**Exercises:**
**1.** In the account of living with Alzheimer's disease, what illness does the writer say they beat?
**2.** Write the next part of the account of living with Alzheimer's disease, beginning after its last sentence.

**Document text:**
=== Begin Enclosure ===

My Struggles Living with Alzheimer's Disease

This disease is not only physical, but the mental struggles can make it so hard for me to find clarity/focus.

Seeking peace over chaos

Some days, I do little tasks, other days, I only feel like reading. I am 62yo, I was always busy as a retiree, I beat stage 3 colon cancer (6yos in remission), walked 5 miles a day on the beach, and maintained an active social life. Now I prefer to stay at home, for me it is so peaceful, especially when my mind goes into chaos. I spend most of my time outside on my deck.

Slowly letting go of things

I really don’t know what stage I am in, but for the last 4 years I have felt myself slowly getting worse to the point that family were all noticing. I have let go of all financial and driving responsibilities, I rely on loved ones. My best advice is to not stubbornly hold on to these things once you realize an issue.

  • I sometimes can’t understand what people are saying (especially if they talk fast or there are other background noises); this irritates me. I also feel that the TV, AC Unit, and other noises, are frustratingly loud (my focus is disrupted).
  • I struggle to sleep (been given some medication that helps with that).
  • My balance is affected; walking around can be a challenge at times.
  • I have turned my ringer off on my phone because that noise bothers me, I prefer texting over talking because concentrating on a phone conversation is stressful (I have been hacked in my checking account 3 times this past year. I can’t tell the difference between true calls and scam calls.

Family matters most

I really want to spend some time with my children and grandchildren while I still know them; I am already struggling with remembering my grandchildren’s names. My kids live a few hours away. Only my youngest child has visited since my diagnosis. I have begged them to come see me.

=== End Enclosure ===

**Entries shown:**
=== Begin Enclosure ===

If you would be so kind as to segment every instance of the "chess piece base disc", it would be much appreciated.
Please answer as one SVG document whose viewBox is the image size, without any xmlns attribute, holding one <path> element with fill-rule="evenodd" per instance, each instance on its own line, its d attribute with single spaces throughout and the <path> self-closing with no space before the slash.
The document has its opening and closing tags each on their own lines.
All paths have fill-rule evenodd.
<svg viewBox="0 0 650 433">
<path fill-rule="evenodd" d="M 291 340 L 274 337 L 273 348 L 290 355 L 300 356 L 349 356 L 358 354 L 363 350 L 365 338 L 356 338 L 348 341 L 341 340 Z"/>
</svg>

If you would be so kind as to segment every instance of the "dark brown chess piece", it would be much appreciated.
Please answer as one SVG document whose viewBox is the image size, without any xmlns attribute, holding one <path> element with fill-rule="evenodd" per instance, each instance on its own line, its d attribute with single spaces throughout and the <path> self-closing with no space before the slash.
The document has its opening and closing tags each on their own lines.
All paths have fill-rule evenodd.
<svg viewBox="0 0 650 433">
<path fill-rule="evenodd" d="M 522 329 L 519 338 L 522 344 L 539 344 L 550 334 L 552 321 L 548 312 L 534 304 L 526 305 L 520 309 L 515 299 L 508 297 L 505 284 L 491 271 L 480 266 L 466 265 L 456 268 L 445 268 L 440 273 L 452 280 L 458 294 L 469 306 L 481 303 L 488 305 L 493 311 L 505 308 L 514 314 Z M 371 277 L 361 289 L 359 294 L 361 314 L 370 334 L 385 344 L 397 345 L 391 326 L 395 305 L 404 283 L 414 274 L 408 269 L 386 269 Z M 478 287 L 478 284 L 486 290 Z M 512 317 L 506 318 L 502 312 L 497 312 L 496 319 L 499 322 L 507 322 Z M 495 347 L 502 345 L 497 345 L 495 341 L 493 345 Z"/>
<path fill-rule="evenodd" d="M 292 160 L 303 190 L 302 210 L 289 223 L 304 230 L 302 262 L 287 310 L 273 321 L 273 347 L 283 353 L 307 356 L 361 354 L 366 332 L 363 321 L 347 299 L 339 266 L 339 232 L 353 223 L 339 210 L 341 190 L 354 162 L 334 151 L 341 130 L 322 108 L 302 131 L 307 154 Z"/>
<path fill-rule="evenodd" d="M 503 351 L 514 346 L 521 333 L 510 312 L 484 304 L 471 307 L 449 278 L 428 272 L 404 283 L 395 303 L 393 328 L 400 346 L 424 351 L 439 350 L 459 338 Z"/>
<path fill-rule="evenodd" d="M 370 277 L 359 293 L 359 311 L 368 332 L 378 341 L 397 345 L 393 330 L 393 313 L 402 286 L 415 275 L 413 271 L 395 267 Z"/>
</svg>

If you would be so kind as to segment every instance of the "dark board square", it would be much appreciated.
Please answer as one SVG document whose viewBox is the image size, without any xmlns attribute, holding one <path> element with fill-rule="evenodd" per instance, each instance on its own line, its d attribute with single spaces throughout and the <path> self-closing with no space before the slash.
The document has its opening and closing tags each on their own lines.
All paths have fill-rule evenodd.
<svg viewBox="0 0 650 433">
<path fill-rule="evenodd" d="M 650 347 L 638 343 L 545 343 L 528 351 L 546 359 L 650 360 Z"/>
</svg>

=== End Enclosure ===

**Written answers:**
**1.** Stage 3 colon cancer

**2.**
My husband does all the cooking and most of the chores, plus works. I am so grateful to him, but I get so aggravated I say mean things to him sometimes. I love him, and I honestly wish he would just put me in a care facility; he says he won’t, but I believe that would be what’s best for my husband. I am so frustrated, knowing I am losing it and causing him all this extra work!

Making adjustments

I absolutely can’t stand the aggravation of riding in a car. I become so anxious and paranoid, mostly when we get into traffic (my nearest doctor is at least an hour away in Houston). I know I am my meanest when riding. I have decided I need to ride in the back seat and read while my husband drives (I grabbed the wheel in fear the last time I rode to Houston last week).

People, friends and strangers alike, cause me anxiety because conversations are hard to follow or understand. I get lost listening, my thought processes can’t keep up.

Then there is this issue of seeing, I just went to the eye doctor this Spring and got new glasses, but I still get blurred vision and can’t see clearly at times, or translate what I’ve seen.

Clarity from the patient side

This story is meant for all you caregivers and doctors. My hope is to give some clarity from the patient’s side.